▶ [Required task]: Pull out every line in the records below that contains the word "dark".

▶ [Supplied entries]:
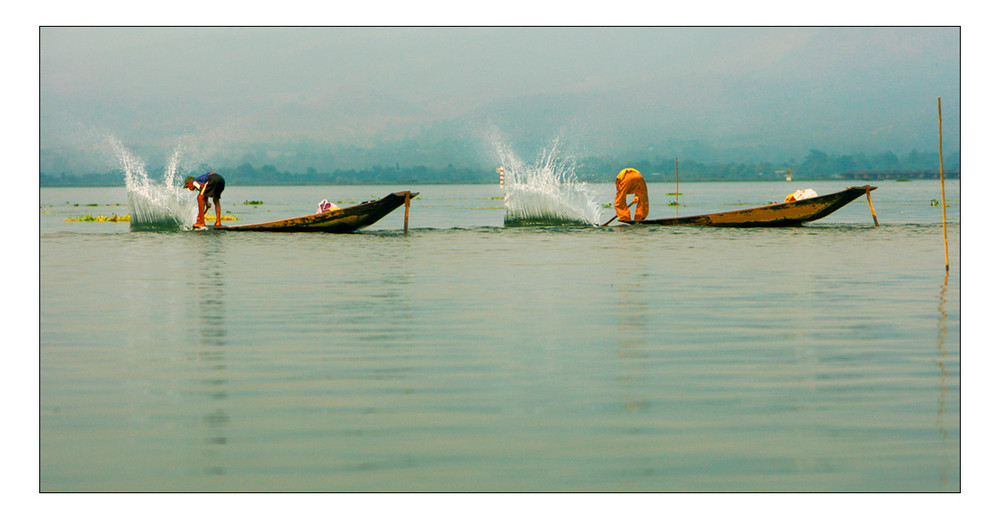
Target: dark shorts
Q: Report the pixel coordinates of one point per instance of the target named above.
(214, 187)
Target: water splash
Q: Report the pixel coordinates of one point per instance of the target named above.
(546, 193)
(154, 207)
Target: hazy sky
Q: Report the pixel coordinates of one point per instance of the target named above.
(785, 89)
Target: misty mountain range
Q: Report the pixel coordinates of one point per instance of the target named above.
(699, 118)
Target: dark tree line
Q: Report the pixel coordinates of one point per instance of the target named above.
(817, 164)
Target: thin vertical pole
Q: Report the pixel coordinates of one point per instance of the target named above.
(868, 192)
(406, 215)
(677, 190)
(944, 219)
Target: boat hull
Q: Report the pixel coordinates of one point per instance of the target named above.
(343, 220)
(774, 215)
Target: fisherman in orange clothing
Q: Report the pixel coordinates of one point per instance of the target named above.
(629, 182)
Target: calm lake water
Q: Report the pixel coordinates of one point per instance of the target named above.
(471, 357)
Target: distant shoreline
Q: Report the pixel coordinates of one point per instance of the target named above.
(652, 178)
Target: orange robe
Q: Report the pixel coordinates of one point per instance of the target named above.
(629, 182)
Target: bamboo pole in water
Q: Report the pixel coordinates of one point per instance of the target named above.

--

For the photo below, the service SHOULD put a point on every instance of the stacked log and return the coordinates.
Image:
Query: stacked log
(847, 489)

▶ [The reply]:
Target: dark shorts
Target: dark tree line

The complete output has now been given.